1) $r_b + r_c = a$. In this case, we apply the formulae of $r_b$ and $r_c$: $(p-c) \cot{\frac{\alpha}{2}} + (p-b) \cot{\frac{\alpha}{2}} = a$ $\Leftrightarrow$ $(2p-b-c) \cot{\frac{\alpha}{2}} = a$ $\Leftrightarrow$ $a \cot{\frac{\alpha}{2}} = a$ $\Leftrightarrow$ $\boxed{\alpha = \frac{\pi}{2}}$. Now, to show that: $r_a - r_b = c$ $\Leftrightarrow$ $(p-b) \cot{\frac{\gamma}{2}} - (p-a) \cot{\frac{\gamma}{2}} = c$ $\Leftrightarrow$ $(a-b) \cot{\frac{\gamma}{2}} = c$. Now, we use the identity $\cot{\frac{x}{2}} = \frac{\sin{x}}{1-\cos{x}}$: $(a-b) \cot{\frac{\gamma}{2}} = c$ $\Leftrightarrow$ $(a-b)\frac{\frac{c}{a}}{1-\frac{b}{a}}=c$, which is obviously true. Hence, $r_a - r_b = c$, i.e. $\omega_a$ and $\omega_b$ are tangent. In a similar manner, it can also be shown that $\omega_a$ and $\omega_c$ are tangent.

» **SET PROBLEM 1**
Repeat the proof above about tangent excircles word for word.

» **Rows from a pointing dataset**
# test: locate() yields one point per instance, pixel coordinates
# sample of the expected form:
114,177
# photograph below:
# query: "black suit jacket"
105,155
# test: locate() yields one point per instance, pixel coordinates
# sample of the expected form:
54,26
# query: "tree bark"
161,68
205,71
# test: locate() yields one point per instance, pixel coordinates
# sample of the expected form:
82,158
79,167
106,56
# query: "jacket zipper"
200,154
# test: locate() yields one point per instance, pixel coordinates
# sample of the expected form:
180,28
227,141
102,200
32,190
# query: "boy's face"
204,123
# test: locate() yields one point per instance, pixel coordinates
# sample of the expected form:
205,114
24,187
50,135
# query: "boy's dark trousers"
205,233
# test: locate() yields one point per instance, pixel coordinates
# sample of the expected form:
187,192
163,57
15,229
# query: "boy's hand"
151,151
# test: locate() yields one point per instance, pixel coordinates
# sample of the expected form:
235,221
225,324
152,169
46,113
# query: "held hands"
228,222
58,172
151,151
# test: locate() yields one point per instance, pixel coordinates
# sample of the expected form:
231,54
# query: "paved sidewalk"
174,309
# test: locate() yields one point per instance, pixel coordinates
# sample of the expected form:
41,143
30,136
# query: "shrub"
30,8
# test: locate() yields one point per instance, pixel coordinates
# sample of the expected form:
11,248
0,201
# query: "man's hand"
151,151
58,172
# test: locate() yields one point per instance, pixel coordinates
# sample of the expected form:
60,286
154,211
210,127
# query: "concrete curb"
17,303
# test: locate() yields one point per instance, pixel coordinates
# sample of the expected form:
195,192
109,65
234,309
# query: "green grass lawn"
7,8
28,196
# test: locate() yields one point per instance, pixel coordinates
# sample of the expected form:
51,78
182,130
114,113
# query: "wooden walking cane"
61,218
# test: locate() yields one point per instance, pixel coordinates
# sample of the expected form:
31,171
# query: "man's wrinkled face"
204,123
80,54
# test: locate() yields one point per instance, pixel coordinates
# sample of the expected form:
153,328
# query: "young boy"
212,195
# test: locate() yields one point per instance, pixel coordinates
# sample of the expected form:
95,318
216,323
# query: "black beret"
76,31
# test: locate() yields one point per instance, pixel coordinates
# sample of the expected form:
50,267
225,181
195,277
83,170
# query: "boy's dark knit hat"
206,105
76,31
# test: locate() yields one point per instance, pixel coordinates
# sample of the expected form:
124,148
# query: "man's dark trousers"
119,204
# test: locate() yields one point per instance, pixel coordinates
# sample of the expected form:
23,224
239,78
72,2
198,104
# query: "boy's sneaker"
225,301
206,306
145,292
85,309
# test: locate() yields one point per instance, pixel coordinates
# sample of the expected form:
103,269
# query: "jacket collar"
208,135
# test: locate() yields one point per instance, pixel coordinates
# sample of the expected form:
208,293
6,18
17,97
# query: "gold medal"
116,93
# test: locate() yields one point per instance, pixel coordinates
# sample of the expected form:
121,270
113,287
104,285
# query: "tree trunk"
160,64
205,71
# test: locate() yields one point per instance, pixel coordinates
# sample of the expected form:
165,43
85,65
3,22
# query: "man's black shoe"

» **SET PROBLEM 2**
Find each line in the rows above that contains the word "black", and copy those lines out.

» **EXPECTED ANSWER 1**
1) $r_b + r_c = a$. In this case, we apply the formulae of $r_b$ and $r_c$: $(p-c) \cot{\frac{\alpha}{2}} + (p-b) \cot{\frac{\alpha}{2}} = a$ $\Leftrightarrow$ $(2p-b-c) \cot{\frac{\alpha}{2}} = a$ $\Leftrightarrow$ $a \cot{\frac{\alpha}{2}} = a$ $\Leftrightarrow$ $\boxed{\alpha = \frac{\pi}{2}}$. Now, to show that: $r_a - r_b = c$ $\Leftrightarrow$ $(p-b) \cot{\frac{\gamma}{2}} - (p-a) \cot{\frac{\gamma}{2}} = c$ $\Leftrightarrow$ $(a-b) \cot{\frac{\gamma}{2}} = c$. Now, we use the identity $\cot{\frac{x}{2}} = \frac{\sin{x}}{1-\cos{x}}$: $(a-b) \cot{\frac{\gamma}{2}} = c$ $\Leftrightarrow$ $(a-b)\frac{\frac{c}{a}}{1-\frac{b}{a}}=c$, which is obviously true. Hence, $r_a - r_b = c$, i.e. $\omega_a$ and $\omega_b$ are tangent. In a similar manner, it can also be shown that $\omega_a$ and $\omega_c$ are tangent.

» **EXPECTED ANSWER 2**
# query: "black suit jacket"
# query: "black beret"
# query: "man's black shoe"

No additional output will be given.